• [Aim] Locate every line in the records below that contains the word "facade" and copy each of those lines. Case counts.

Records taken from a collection
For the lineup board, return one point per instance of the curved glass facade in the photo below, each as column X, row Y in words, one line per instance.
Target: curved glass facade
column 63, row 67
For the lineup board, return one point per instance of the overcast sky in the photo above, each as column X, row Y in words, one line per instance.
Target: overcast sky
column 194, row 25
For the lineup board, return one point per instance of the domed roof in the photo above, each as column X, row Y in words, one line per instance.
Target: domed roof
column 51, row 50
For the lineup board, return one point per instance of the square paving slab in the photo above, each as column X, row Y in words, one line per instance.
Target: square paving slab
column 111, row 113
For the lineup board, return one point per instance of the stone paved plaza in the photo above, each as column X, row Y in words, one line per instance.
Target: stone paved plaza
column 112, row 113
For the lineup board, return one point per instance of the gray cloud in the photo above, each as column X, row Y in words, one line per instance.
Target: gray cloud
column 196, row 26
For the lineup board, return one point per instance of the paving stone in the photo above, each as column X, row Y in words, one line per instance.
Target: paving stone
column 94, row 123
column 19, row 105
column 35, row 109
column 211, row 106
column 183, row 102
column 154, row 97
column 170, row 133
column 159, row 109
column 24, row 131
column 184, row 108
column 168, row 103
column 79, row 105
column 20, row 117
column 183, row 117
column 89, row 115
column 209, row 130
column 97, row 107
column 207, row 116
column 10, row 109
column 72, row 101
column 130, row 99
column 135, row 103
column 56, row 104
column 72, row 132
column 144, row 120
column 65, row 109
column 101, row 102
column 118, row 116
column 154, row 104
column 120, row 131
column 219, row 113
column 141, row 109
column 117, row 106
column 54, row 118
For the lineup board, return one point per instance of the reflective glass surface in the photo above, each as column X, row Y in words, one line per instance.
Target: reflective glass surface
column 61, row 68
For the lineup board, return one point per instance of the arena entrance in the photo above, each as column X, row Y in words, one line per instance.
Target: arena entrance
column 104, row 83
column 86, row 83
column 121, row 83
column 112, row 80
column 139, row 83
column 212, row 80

==

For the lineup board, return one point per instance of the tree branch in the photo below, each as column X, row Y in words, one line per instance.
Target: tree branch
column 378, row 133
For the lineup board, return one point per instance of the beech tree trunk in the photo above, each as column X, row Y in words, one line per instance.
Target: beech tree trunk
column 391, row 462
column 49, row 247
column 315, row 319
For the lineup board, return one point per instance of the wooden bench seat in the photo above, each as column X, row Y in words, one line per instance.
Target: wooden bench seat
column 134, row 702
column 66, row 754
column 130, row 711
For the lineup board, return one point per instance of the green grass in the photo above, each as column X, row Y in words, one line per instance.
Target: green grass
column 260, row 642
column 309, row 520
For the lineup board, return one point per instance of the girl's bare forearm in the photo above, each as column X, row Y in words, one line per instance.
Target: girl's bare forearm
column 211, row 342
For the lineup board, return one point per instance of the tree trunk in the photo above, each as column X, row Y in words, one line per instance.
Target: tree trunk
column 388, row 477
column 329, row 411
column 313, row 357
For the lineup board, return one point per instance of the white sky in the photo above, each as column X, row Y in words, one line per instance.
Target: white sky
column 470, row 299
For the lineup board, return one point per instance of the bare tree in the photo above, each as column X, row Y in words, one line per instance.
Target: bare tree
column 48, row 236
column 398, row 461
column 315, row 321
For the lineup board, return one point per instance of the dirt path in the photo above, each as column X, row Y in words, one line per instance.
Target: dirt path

* * *

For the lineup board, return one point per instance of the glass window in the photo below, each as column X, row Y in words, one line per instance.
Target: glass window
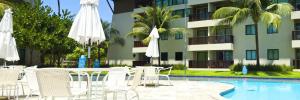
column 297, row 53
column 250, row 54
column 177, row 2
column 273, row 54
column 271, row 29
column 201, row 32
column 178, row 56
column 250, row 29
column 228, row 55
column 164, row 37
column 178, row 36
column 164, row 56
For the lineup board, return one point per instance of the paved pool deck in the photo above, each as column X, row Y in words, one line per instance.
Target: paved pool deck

• [Response to the exercise]
For the lineup board, return one point per instance of the curved glass facade in the photo below, each as column X, row Y in words, one line per instance.
Target: curved glass facade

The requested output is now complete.